§ INSTRUCTIONS TO FOLLOW: In the listing below, how many lines contain the word "white"? Reply with the number only.

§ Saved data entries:
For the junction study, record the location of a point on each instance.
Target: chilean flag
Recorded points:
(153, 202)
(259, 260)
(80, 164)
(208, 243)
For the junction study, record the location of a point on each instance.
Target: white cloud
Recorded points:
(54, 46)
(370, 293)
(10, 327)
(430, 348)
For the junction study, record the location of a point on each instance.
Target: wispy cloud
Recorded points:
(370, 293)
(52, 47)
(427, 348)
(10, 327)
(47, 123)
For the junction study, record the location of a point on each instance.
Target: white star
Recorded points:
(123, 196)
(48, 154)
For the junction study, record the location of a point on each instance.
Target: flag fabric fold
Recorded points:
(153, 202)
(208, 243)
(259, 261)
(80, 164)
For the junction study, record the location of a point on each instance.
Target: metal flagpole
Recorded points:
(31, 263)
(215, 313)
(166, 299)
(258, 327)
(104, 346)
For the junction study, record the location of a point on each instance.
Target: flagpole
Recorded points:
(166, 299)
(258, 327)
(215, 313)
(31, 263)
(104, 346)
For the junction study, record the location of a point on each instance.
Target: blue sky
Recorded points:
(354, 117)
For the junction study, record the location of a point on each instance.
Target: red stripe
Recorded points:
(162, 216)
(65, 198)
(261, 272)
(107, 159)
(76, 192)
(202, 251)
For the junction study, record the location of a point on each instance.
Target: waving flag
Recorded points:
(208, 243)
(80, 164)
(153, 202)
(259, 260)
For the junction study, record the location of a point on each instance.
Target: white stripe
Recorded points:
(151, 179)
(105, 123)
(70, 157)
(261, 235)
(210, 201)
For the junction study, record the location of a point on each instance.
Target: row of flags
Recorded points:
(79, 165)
* * *
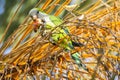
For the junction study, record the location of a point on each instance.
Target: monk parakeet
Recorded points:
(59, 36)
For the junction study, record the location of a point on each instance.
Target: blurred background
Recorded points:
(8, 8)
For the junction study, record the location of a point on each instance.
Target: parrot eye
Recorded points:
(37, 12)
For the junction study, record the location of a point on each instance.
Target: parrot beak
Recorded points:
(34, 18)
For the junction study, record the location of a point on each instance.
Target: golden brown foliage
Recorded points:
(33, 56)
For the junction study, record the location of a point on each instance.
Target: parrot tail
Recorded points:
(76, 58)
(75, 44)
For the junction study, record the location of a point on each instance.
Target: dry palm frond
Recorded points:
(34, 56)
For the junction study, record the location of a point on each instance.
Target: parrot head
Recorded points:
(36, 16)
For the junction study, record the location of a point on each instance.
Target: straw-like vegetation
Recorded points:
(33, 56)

§ ANSWER: 3